→ **THE PROBLEM**: Scale up the data, starting at the line containing "Target: man in blue t-shirt" and ending after the line containing "246 129 L 247". Reproduce every line in that range, requests included, but multiply each number in the answers (the viewBox dimensions and the path coordinates) by 2.6 and round to the nearest whole number, with halves rounded up.
━━━━━━
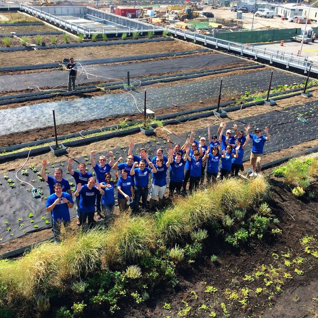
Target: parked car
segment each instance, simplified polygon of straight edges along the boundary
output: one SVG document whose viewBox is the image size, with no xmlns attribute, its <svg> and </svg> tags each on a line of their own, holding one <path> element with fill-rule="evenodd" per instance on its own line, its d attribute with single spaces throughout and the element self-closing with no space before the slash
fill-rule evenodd
<svg viewBox="0 0 318 318">
<path fill-rule="evenodd" d="M 248 10 L 246 7 L 241 7 L 239 9 L 239 11 L 242 11 L 242 12 L 248 12 Z"/>
<path fill-rule="evenodd" d="M 260 17 L 261 13 L 262 13 L 266 10 L 265 9 L 258 9 L 255 13 L 255 17 Z"/>
<path fill-rule="evenodd" d="M 297 19 L 304 19 L 305 17 L 302 16 L 294 16 L 292 18 L 289 18 L 287 21 L 288 22 L 296 22 Z"/>
<path fill-rule="evenodd" d="M 302 35 L 296 35 L 295 37 L 292 37 L 290 38 L 290 40 L 292 42 L 295 41 L 295 42 L 301 42 L 302 40 Z M 311 42 L 311 39 L 307 36 L 305 36 L 304 37 L 304 43 L 310 43 Z"/>
<path fill-rule="evenodd" d="M 274 14 L 273 11 L 270 10 L 266 10 L 259 15 L 259 16 L 262 18 L 273 18 Z"/>
</svg>

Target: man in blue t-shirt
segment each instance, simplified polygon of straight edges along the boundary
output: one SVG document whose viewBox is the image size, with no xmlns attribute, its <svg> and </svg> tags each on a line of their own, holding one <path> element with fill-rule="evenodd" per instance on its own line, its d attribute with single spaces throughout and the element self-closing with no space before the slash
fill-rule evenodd
<svg viewBox="0 0 318 318">
<path fill-rule="evenodd" d="M 50 194 L 53 194 L 55 193 L 54 185 L 58 182 L 62 185 L 62 191 L 63 192 L 67 192 L 73 197 L 72 191 L 71 190 L 71 187 L 67 180 L 62 177 L 63 171 L 60 168 L 55 168 L 54 169 L 54 177 L 48 176 L 45 172 L 45 169 L 47 166 L 47 162 L 44 160 L 42 162 L 42 169 L 41 170 L 41 176 L 44 179 L 44 181 L 47 183 L 50 188 Z"/>
<path fill-rule="evenodd" d="M 74 203 L 72 197 L 66 192 L 62 191 L 62 185 L 57 182 L 53 186 L 54 193 L 46 200 L 46 211 L 51 212 L 52 226 L 55 243 L 60 241 L 59 234 L 61 223 L 65 227 L 70 224 L 70 217 L 69 208 L 72 208 Z"/>
<path fill-rule="evenodd" d="M 246 129 L 247 135 L 248 134 L 249 130 L 251 128 L 251 125 L 249 124 Z M 253 167 L 253 172 L 250 175 L 251 177 L 257 176 L 257 173 L 256 172 L 257 165 L 258 173 L 260 173 L 262 171 L 261 161 L 264 152 L 264 145 L 266 142 L 268 141 L 270 139 L 270 136 L 268 134 L 268 128 L 266 127 L 264 130 L 266 137 L 262 135 L 262 130 L 260 128 L 256 128 L 255 129 L 255 135 L 252 134 L 249 134 L 250 138 L 253 140 L 253 146 L 250 158 L 251 164 Z"/>
<path fill-rule="evenodd" d="M 96 153 L 95 150 L 91 151 L 90 160 L 92 162 L 92 166 L 96 174 L 96 177 L 97 182 L 99 183 L 103 182 L 105 181 L 105 174 L 109 172 L 110 169 L 114 163 L 114 157 L 113 151 L 108 151 L 108 154 L 110 156 L 110 160 L 108 163 L 106 163 L 106 158 L 104 156 L 100 156 L 98 159 L 99 164 L 96 163 L 94 159 L 94 155 Z M 97 215 L 96 217 L 99 219 L 100 216 L 100 200 L 101 195 L 100 193 L 98 193 L 96 196 L 96 210 Z"/>
<path fill-rule="evenodd" d="M 150 191 L 149 199 L 149 207 L 152 207 L 153 203 L 157 198 L 159 197 L 159 202 L 162 204 L 164 200 L 164 192 L 167 188 L 167 171 L 172 161 L 173 149 L 169 150 L 169 157 L 165 164 L 163 164 L 163 158 L 158 157 L 156 159 L 156 164 L 154 166 L 156 170 L 156 172 L 153 174 L 152 186 Z"/>
<path fill-rule="evenodd" d="M 170 163 L 170 182 L 169 183 L 169 196 L 173 195 L 175 190 L 176 193 L 179 195 L 181 192 L 182 183 L 184 176 L 184 167 L 185 163 L 189 156 L 189 149 L 188 149 L 184 157 L 182 159 L 182 154 L 181 152 L 176 152 L 174 155 L 175 159 Z"/>
<path fill-rule="evenodd" d="M 73 176 L 75 179 L 75 191 L 77 188 L 77 185 L 79 183 L 82 185 L 87 184 L 88 179 L 93 175 L 89 172 L 86 171 L 86 165 L 85 163 L 79 164 L 78 170 L 73 170 L 72 168 L 72 164 L 74 161 L 73 158 L 70 158 L 67 161 L 67 171 L 71 176 Z M 75 197 L 75 202 L 76 204 L 76 216 L 77 217 L 77 225 L 80 225 L 80 220 L 82 217 L 81 215 L 80 209 L 80 196 Z"/>
<path fill-rule="evenodd" d="M 134 197 L 135 198 L 135 211 L 137 212 L 139 208 L 140 198 L 142 199 L 142 206 L 146 209 L 148 197 L 148 183 L 149 182 L 149 174 L 156 173 L 157 170 L 152 162 L 149 164 L 149 167 L 145 168 L 146 163 L 143 160 L 139 162 L 139 168 L 135 169 L 138 165 L 138 162 L 135 162 L 132 169 L 130 170 L 130 176 L 135 177 L 135 188 Z"/>
</svg>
━━━━━━
→ **SOLUTION FOR THIS TASK**:
Target: man in blue t-shirt
segment each instance, simplified polygon of straight edges along the boundary
output: one SVG document whose viewBox is the image size, with no xmlns attribute, its <svg> and </svg> tags each on a line of their own, holding one <path> element with fill-rule="evenodd" per instance on its own line, its d attribute with single spaces throughout and the element self-closing with no space before the slash
fill-rule evenodd
<svg viewBox="0 0 827 827">
<path fill-rule="evenodd" d="M 130 504 L 138 504 L 143 502 L 140 481 L 151 473 L 161 481 L 161 497 L 164 499 L 174 499 L 190 512 L 187 497 L 185 494 L 185 486 L 174 468 L 161 460 L 164 445 L 156 437 L 143 437 L 140 439 L 140 460 L 125 458 L 117 447 L 117 439 L 122 432 L 122 421 L 114 416 L 109 421 L 109 439 L 107 442 L 107 458 L 114 465 L 114 471 L 122 476 L 130 489 Z"/>
<path fill-rule="evenodd" d="M 192 528 L 187 512 L 172 499 L 161 497 L 161 481 L 148 473 L 138 484 L 140 502 L 120 520 L 120 549 L 133 551 L 135 588 L 143 632 L 156 627 L 153 608 L 159 580 L 169 590 L 182 582 L 182 564 L 179 541 L 187 541 Z"/>
<path fill-rule="evenodd" d="M 640 335 L 642 351 L 645 348 L 647 338 L 653 333 L 653 325 L 647 322 Z M 658 434 L 658 447 L 650 455 L 653 460 L 668 458 L 668 450 L 666 447 L 668 429 L 671 450 L 676 450 L 681 445 L 679 419 L 686 395 L 686 377 L 692 369 L 697 367 L 702 361 L 702 354 L 697 348 L 697 333 L 692 330 L 686 338 L 692 356 L 681 351 L 681 338 L 676 333 L 666 333 L 663 335 L 663 351 L 655 348 L 647 348 L 650 359 L 658 364 L 658 380 L 650 411 L 653 426 Z"/>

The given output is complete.